Top of SOURCE EXTRACT

So, to help me think about this... pros and cons of satellite internet:

- have broadband internet anywhere in the country, even at my parents' in the sticks of Kentucky and not tied to WiFi hotspots
- long-term monthly charge is comprable to DSL/Cable, if all of a sudden I wasn't driving anymore, I could still utilize it as my internet provider
- flexibility: with the generally unobstructed skyline at your average truckstop, I could park anywhere as opposed to trying to find parking at the one that I have WiFi access with. I could also have access while stuck at a shipper or receiver, or while parked in their docks for the night
- newer dishes are compatible with DirecTV and DishNetwork, adding TV would be a cinch

- initial cost: $100/mo. vs. the current $200 per year for WiFi
- ongoing cost: $60/mo vs $200 per year
- if the equipment breaks, i'm S.O.L. after it's out of warranty (15 months)
- the "unknown" variable: i've never used satellite internet, what if it sucks and i'm stuck in a two year contract?

Bottom of SOURCE EXTRACT
Top of INPUT DATA

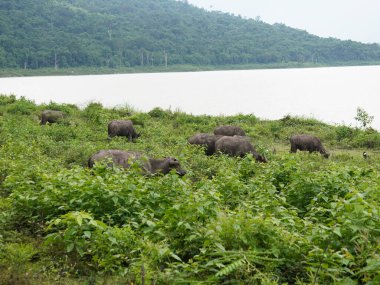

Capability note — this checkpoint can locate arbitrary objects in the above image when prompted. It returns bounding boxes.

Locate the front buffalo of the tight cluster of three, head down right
[215,136,267,162]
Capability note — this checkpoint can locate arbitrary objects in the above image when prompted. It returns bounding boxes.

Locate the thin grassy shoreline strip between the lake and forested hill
[0,61,380,78]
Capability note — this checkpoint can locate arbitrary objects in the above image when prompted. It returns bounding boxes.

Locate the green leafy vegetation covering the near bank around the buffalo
[0,96,380,285]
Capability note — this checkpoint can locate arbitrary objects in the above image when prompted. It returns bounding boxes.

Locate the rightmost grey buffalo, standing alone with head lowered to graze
[290,135,330,158]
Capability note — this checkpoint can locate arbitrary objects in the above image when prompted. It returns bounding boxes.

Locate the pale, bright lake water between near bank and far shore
[0,66,380,130]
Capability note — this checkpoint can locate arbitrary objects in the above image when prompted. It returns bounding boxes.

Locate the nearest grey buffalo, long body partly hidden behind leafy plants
[88,149,186,176]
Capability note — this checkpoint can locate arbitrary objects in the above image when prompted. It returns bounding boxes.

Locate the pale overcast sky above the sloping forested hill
[188,0,380,43]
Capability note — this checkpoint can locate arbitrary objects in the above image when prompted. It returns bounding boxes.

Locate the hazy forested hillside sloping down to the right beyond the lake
[0,0,380,68]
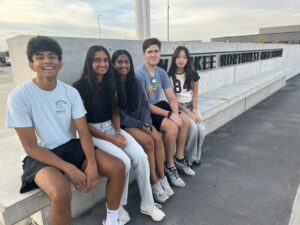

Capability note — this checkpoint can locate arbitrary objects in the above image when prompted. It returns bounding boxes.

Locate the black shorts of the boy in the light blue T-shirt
[20,139,85,193]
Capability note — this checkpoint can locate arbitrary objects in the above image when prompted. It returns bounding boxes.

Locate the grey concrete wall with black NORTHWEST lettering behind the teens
[7,36,300,94]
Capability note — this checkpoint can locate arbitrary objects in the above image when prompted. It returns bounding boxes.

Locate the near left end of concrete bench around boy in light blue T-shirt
[0,135,110,225]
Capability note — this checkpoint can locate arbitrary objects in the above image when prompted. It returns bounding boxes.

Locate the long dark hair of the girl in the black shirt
[81,45,118,112]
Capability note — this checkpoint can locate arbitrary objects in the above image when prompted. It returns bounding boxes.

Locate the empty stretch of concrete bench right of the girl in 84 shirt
[198,68,294,134]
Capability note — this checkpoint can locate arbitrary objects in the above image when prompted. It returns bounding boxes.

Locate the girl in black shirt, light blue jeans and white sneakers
[74,46,165,223]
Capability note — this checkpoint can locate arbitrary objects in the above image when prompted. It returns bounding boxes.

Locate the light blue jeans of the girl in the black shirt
[91,120,154,205]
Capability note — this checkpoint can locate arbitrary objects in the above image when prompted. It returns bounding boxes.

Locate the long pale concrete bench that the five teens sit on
[0,65,294,225]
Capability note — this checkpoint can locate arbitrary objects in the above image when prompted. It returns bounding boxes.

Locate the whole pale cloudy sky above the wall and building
[0,0,300,51]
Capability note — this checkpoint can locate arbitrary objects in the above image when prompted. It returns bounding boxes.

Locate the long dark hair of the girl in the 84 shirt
[168,46,197,91]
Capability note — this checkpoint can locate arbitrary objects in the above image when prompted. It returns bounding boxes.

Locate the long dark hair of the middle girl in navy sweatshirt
[111,49,138,111]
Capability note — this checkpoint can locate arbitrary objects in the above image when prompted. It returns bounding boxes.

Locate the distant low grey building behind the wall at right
[211,25,300,44]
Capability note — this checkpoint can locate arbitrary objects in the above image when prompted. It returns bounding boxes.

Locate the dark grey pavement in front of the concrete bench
[74,75,300,225]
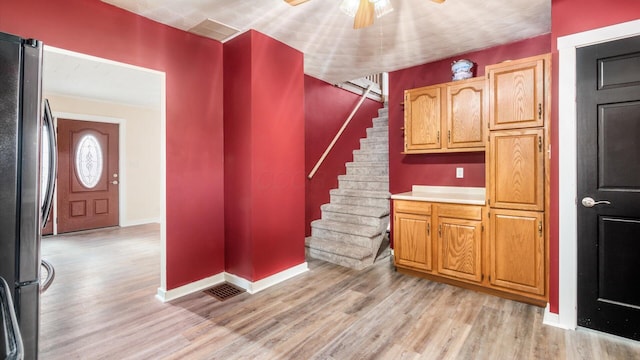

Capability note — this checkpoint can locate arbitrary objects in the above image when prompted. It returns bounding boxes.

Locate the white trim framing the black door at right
[556,20,640,329]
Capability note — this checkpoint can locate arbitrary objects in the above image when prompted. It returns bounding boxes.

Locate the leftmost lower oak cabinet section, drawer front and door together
[393,200,433,271]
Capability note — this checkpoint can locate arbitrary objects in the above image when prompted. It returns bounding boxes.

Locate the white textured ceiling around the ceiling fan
[102,0,551,83]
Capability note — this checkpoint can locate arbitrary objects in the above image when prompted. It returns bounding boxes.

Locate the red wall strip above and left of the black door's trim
[549,0,640,314]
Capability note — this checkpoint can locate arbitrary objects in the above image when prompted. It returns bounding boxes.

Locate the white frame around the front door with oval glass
[51,114,129,235]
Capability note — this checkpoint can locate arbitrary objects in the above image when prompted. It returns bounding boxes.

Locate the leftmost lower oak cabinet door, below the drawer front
[393,212,433,271]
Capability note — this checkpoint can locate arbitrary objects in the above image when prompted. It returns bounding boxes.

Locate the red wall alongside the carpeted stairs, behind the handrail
[304,76,382,236]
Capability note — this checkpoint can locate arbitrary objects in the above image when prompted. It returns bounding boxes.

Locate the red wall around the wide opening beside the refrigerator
[0,0,224,289]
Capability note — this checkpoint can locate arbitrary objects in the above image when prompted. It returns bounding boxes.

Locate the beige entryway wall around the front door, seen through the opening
[44,93,161,226]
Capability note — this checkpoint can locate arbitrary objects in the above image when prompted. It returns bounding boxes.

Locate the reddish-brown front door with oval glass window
[58,119,120,233]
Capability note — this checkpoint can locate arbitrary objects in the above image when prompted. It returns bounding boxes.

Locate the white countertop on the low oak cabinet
[391,185,486,205]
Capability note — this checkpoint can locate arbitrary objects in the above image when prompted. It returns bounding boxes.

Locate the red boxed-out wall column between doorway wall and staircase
[224,31,305,281]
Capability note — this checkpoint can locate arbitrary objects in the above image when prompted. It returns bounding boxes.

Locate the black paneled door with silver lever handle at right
[576,37,640,340]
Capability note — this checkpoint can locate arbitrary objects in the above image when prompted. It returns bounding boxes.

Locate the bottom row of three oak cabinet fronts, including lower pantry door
[393,200,547,306]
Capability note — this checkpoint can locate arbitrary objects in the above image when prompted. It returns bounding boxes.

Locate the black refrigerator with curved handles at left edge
[0,33,55,359]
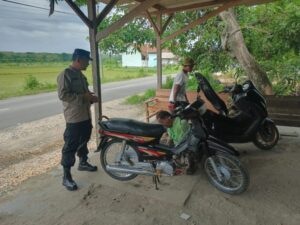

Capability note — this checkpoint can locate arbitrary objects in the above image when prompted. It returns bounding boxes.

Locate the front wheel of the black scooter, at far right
[253,121,279,150]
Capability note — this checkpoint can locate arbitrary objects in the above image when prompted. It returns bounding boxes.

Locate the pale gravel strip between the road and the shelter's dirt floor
[0,99,144,197]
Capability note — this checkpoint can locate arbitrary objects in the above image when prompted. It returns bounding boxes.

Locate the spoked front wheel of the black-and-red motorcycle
[204,154,250,194]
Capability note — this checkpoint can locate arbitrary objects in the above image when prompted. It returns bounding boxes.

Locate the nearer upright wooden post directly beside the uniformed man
[87,0,102,146]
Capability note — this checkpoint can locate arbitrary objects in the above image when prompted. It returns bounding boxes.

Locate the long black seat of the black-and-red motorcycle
[99,118,166,138]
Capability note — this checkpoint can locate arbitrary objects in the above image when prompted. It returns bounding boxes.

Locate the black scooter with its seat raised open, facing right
[195,73,279,150]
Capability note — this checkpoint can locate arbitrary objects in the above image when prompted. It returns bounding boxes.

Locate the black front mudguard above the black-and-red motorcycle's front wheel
[207,136,240,156]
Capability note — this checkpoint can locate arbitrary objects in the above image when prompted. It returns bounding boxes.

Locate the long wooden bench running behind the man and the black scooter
[145,89,300,127]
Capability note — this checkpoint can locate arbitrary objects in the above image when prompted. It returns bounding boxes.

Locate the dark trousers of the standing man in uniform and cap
[61,120,93,168]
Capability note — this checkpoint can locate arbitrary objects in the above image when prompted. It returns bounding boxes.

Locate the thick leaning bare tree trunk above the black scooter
[220,9,273,95]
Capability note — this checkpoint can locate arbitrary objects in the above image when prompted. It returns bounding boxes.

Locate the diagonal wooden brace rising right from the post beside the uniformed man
[96,0,160,42]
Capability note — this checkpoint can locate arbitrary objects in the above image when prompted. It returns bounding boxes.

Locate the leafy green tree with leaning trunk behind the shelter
[49,0,300,94]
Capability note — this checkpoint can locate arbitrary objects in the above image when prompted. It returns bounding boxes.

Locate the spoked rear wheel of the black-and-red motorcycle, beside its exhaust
[100,140,139,181]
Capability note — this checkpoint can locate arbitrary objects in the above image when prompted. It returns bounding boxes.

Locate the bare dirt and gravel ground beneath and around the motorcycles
[0,100,300,225]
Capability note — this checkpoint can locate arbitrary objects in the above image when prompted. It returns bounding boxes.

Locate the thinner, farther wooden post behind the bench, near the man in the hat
[156,13,162,89]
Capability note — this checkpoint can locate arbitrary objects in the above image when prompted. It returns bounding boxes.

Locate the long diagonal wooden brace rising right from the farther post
[161,0,244,44]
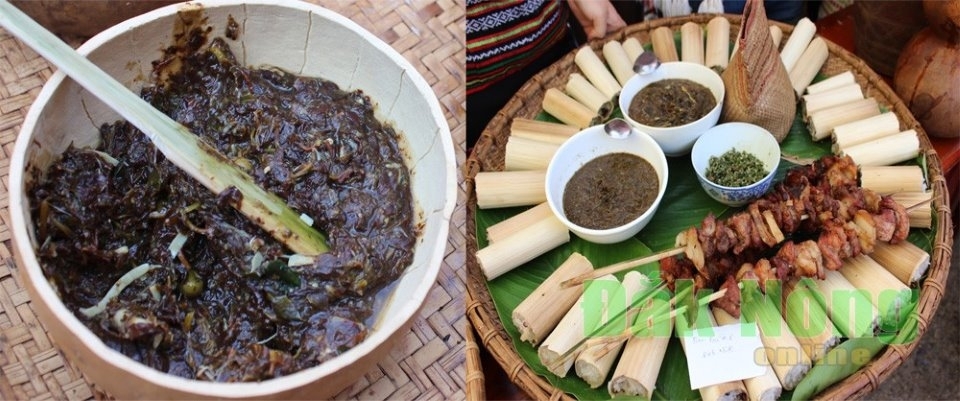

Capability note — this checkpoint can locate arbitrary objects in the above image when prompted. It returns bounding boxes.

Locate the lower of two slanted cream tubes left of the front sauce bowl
[476,216,570,280]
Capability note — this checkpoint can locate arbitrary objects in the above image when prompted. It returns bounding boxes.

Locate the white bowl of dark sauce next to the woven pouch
[619,61,726,156]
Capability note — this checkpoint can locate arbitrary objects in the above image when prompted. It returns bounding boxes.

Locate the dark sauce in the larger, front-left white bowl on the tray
[563,152,660,230]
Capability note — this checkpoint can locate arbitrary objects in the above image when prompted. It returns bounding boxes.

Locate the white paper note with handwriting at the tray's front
[684,323,766,390]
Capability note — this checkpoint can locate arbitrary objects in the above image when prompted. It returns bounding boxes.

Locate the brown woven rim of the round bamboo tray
[464,15,953,399]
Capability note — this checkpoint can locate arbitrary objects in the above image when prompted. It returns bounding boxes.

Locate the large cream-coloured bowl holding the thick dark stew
[8,0,457,399]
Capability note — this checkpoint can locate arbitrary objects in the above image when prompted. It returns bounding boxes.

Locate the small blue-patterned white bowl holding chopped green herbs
[690,122,780,206]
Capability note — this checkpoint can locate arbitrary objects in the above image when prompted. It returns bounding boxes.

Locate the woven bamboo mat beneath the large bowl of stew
[0,0,467,400]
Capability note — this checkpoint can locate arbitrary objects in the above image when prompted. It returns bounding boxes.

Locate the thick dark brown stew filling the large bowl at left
[28,38,420,382]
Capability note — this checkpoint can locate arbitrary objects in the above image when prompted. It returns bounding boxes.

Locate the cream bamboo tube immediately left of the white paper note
[607,284,673,399]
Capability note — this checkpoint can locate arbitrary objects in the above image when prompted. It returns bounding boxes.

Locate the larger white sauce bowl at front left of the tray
[545,125,668,244]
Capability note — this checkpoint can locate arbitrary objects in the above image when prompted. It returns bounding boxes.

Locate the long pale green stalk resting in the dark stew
[0,1,327,255]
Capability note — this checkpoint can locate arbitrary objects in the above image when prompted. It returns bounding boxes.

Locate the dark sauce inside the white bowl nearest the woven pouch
[628,78,717,127]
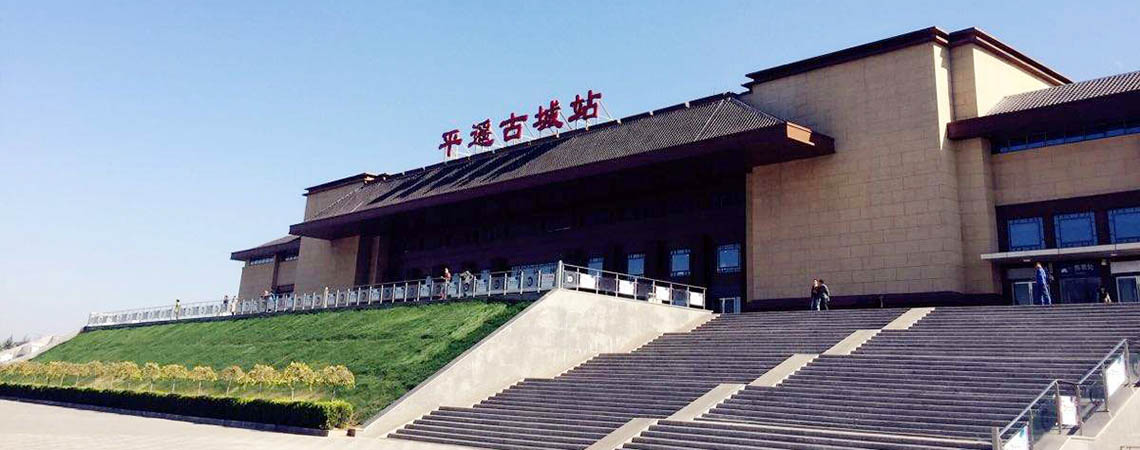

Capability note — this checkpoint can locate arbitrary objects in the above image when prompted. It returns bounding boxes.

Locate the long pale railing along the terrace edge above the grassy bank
[87,262,705,327]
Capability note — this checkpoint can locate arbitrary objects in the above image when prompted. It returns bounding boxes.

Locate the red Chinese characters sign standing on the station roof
[439,90,602,158]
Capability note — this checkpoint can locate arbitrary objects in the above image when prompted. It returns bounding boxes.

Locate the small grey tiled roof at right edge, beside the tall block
[986,71,1140,116]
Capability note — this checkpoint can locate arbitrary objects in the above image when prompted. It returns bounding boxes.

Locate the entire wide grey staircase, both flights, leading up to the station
[390,304,1140,450]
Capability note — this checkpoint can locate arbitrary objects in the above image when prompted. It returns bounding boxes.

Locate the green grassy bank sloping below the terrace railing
[35,302,529,422]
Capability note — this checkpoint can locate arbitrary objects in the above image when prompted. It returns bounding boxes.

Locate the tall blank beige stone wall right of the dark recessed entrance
[744,43,962,298]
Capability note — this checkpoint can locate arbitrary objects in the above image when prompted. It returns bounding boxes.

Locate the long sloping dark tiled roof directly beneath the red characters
[311,93,785,220]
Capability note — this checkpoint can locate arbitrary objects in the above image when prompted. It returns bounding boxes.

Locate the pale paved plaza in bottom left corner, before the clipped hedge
[0,400,458,450]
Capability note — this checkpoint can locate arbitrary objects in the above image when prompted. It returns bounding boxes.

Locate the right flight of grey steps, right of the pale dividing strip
[688,305,1140,448]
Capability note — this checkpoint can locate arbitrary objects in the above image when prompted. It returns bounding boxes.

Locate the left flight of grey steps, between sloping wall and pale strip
[389,310,904,449]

Bottom of INPUT DATA

EXERCISE DETAILS
Can you repeat the part of the satellite internet notes that opens with the words "- have broadband" and closes with "warranty (15 months)", substituting "Wi-Fi" for "WiFi"?

EXPECTED ANSWER
- have broadband internet anywhere in the country, even at my parents' in the sticks of Kentucky and not tied to Wi-Fi hotspots
- long-term monthly charge is comprable to DSL/Cable, if all of a sudden I wasn't driving anymore, I could still utilize it as my internet provider
- flexibility: with the generally unobstructed skyline at your average truckstop, I could park anywhere as opposed to trying to find parking at the one that I have Wi-Fi access with. I could also have access while stuck at a shipper or receiver, or while parked in their docks for the night
- newer dishes are compatible with DirecTV and DishNetwork, adding TV would be a cinch

- initial cost: $100/mo. vs. the current $200 per year for Wi-Fi
- ongoing cost: $60/mo vs $200 per year
- if the equipment breaks, i'm S.O.L. after it's out of warranty (15 months)